━━━━━ Available data

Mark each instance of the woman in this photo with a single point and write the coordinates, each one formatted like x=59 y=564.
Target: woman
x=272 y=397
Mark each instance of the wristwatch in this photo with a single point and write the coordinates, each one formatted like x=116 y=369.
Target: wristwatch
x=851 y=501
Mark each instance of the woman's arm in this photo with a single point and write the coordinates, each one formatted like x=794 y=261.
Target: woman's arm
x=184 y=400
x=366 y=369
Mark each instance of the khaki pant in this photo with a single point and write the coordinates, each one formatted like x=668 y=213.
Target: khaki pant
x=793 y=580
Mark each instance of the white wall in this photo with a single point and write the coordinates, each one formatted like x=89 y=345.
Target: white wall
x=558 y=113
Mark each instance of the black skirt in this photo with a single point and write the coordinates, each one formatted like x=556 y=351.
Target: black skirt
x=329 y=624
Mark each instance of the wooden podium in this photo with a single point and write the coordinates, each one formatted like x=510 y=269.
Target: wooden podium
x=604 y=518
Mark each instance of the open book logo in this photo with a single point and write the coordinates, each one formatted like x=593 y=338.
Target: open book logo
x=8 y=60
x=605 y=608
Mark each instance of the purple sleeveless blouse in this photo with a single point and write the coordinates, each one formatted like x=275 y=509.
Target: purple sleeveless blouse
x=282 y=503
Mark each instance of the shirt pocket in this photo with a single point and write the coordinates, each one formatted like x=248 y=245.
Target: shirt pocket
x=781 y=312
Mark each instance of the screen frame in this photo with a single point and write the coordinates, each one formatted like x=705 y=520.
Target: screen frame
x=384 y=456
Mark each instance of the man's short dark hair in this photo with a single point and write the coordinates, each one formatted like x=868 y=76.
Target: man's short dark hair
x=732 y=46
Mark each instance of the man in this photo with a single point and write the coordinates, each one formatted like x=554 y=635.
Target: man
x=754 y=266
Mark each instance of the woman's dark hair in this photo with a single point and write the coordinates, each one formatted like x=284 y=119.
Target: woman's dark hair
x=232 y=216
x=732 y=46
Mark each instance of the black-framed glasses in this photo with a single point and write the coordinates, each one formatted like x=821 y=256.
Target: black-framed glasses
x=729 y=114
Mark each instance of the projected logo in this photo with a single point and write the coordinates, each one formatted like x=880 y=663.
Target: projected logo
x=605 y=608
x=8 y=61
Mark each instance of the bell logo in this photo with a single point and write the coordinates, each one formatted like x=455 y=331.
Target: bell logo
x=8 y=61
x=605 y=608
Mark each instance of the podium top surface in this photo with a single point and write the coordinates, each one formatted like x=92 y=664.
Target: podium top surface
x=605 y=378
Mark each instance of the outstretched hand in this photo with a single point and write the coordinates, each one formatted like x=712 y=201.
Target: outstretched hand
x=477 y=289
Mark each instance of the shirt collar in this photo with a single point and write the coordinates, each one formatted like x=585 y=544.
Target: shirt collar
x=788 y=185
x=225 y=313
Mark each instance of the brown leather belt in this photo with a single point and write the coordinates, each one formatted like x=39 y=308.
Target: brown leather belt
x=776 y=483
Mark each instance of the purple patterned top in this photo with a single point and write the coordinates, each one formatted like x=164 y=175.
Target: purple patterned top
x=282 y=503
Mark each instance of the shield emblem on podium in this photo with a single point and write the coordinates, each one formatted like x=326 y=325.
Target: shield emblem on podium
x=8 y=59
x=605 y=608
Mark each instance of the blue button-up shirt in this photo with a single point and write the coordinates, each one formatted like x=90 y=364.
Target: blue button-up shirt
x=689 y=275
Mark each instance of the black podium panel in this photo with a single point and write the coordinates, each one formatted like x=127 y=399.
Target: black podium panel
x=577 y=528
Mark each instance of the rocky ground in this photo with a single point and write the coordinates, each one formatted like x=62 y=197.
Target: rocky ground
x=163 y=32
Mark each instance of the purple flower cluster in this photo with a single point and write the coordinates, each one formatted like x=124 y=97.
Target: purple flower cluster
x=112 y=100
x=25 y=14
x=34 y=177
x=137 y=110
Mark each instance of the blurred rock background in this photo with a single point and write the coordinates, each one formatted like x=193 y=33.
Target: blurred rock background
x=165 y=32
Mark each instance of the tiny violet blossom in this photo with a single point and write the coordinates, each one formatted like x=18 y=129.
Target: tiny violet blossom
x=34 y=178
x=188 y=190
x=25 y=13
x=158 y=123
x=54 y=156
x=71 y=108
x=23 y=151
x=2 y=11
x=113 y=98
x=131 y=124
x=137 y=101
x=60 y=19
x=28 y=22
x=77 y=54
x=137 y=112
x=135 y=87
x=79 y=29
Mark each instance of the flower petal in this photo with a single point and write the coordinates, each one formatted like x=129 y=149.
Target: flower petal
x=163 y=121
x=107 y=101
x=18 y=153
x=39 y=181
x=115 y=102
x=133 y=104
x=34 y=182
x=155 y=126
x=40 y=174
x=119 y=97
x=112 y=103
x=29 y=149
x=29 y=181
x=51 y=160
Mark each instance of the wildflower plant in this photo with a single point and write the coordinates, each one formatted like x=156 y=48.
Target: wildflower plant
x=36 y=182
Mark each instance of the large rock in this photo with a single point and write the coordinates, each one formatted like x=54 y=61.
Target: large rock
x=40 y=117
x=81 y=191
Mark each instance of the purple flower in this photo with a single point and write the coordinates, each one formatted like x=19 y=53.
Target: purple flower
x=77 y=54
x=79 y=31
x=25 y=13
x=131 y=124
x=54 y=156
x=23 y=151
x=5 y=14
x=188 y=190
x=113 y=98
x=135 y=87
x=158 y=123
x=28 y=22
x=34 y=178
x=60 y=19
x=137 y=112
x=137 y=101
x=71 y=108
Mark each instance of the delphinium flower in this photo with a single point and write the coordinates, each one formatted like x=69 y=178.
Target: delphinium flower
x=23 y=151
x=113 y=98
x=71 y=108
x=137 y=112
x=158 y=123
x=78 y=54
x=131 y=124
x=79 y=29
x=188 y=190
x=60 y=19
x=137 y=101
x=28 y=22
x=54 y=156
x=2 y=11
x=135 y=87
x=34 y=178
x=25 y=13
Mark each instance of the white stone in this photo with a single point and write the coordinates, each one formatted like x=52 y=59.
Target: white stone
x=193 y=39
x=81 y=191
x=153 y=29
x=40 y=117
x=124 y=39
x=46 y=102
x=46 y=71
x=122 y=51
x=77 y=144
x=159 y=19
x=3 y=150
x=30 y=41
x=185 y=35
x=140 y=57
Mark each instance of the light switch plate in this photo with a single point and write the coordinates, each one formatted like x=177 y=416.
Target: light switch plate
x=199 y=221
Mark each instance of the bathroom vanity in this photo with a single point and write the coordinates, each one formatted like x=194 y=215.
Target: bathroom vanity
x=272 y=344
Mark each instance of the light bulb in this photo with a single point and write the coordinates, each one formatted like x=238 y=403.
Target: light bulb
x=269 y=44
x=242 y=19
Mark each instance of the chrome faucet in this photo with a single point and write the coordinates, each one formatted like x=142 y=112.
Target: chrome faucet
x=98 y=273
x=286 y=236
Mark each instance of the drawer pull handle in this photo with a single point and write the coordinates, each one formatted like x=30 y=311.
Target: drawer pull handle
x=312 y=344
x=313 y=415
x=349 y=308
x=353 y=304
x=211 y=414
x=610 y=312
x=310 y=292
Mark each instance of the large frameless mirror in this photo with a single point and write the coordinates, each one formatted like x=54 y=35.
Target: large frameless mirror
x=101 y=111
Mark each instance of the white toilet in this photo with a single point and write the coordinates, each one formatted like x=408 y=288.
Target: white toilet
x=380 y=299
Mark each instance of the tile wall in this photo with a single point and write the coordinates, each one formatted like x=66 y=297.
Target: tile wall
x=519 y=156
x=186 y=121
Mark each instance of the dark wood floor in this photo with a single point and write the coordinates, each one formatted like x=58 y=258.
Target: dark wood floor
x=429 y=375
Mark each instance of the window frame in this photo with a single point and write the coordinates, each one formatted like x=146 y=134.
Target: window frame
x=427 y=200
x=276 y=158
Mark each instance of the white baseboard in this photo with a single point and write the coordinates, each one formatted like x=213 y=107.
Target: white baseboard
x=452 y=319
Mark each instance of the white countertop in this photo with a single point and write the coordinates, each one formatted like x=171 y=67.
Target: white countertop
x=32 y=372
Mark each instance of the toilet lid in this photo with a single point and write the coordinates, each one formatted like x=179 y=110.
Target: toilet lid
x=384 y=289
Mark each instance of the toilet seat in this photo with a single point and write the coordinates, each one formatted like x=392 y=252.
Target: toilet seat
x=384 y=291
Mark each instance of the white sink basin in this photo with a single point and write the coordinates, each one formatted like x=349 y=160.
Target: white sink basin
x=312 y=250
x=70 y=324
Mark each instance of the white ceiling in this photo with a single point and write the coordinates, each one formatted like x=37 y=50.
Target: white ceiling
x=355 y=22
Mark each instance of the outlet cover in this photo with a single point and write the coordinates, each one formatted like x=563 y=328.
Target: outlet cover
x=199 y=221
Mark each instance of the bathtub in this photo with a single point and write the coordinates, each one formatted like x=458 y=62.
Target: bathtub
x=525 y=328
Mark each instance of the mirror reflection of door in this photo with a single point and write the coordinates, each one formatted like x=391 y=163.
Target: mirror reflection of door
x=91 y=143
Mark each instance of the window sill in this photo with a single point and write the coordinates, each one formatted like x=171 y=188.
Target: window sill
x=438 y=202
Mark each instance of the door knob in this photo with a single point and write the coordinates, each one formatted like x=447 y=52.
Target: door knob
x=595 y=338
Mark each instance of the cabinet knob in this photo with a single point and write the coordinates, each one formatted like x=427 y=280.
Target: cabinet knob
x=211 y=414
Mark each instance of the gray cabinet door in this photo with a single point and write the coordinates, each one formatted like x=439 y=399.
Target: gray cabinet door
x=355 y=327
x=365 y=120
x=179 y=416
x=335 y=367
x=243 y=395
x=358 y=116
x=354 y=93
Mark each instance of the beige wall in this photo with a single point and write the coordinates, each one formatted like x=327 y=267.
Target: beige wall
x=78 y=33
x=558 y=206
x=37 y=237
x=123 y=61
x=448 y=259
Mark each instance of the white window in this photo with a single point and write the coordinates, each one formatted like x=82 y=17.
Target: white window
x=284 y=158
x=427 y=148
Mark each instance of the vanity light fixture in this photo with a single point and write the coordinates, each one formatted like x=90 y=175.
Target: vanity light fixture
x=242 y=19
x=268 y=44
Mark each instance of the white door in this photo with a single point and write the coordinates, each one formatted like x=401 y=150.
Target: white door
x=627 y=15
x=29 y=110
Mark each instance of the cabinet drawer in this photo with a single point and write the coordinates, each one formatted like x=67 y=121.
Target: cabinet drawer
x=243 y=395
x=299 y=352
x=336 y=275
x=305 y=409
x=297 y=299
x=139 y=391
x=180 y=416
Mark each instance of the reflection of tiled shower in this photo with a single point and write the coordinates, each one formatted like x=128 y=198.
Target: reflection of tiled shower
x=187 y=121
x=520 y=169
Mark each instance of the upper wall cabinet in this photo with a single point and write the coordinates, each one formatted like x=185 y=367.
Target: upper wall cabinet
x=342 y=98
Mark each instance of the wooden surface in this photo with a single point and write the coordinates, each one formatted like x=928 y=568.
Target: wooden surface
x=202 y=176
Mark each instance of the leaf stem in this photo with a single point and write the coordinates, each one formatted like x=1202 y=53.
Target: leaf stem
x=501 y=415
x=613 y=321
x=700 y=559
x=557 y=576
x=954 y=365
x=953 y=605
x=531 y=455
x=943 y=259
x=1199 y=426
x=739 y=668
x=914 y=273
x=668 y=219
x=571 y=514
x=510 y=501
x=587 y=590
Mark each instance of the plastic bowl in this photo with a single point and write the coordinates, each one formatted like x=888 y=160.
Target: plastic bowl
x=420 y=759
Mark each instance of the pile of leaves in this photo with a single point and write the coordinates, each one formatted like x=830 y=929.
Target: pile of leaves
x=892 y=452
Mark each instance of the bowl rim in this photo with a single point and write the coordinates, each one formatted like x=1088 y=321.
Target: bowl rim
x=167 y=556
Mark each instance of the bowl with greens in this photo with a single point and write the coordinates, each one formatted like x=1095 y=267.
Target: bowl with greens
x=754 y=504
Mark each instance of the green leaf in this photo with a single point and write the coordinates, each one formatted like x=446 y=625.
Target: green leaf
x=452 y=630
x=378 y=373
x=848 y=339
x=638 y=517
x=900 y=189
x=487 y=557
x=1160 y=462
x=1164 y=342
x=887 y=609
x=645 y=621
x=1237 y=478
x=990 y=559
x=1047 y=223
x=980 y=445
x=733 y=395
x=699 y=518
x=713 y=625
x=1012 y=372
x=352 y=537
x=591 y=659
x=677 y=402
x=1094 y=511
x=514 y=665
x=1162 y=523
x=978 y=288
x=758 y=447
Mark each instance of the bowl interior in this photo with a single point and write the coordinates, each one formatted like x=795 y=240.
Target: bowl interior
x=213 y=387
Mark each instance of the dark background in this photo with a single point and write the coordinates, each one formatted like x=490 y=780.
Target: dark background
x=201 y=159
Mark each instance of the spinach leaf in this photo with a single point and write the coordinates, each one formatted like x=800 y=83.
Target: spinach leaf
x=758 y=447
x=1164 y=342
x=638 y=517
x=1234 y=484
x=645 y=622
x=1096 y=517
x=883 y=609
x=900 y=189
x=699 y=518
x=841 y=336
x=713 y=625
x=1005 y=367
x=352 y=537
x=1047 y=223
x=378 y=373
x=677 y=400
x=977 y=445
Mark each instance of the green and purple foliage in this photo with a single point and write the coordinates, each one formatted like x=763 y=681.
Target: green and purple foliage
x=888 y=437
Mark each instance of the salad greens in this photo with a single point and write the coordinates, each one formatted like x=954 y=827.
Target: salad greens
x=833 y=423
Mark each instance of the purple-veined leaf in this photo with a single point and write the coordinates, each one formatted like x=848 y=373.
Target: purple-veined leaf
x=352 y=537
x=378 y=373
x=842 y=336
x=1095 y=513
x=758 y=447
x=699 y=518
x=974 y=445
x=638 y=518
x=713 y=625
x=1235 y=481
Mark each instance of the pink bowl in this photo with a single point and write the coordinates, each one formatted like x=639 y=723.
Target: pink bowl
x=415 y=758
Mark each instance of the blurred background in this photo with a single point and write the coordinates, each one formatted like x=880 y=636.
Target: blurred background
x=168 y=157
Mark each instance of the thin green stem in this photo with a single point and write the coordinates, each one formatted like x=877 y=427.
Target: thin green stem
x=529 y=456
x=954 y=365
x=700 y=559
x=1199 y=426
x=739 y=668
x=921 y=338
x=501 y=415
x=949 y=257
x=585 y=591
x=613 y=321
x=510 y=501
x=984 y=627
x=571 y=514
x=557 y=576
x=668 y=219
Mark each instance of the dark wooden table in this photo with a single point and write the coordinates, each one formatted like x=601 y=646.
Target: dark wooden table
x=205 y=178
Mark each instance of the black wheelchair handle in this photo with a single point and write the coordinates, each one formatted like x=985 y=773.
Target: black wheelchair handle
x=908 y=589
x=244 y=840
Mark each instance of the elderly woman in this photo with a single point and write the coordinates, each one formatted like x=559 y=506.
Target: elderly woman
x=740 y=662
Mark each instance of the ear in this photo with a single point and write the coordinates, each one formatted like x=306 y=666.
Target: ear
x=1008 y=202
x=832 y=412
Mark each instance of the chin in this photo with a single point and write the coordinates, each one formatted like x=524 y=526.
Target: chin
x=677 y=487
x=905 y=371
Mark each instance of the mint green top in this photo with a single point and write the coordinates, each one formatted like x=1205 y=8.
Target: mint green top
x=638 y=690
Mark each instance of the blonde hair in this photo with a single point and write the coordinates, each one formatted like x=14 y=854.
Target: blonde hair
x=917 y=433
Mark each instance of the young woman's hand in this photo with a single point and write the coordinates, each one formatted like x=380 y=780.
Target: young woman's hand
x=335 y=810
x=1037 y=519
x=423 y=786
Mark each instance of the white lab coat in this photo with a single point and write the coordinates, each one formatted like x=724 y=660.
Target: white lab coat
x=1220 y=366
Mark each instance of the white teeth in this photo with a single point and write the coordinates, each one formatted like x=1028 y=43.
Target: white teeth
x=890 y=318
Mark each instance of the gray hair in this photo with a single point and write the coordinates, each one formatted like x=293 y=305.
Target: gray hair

━━━━━━━━━━

#### [Task instructions]
Having found the line with "Mark each instance of the white teeth", transcribe it and each line after it to the end of the entries, with no other lines.

#### [Exercise response]
Mark each instance of the white teeth in this photo with a single point and write the coordinates, each one formatted like x=1028 y=43.
Target: white teeth
x=890 y=318
Mark each instance of the gray hair in this photo with a single point and write the coordinates, each one formatted like x=293 y=305.
Target: gray hair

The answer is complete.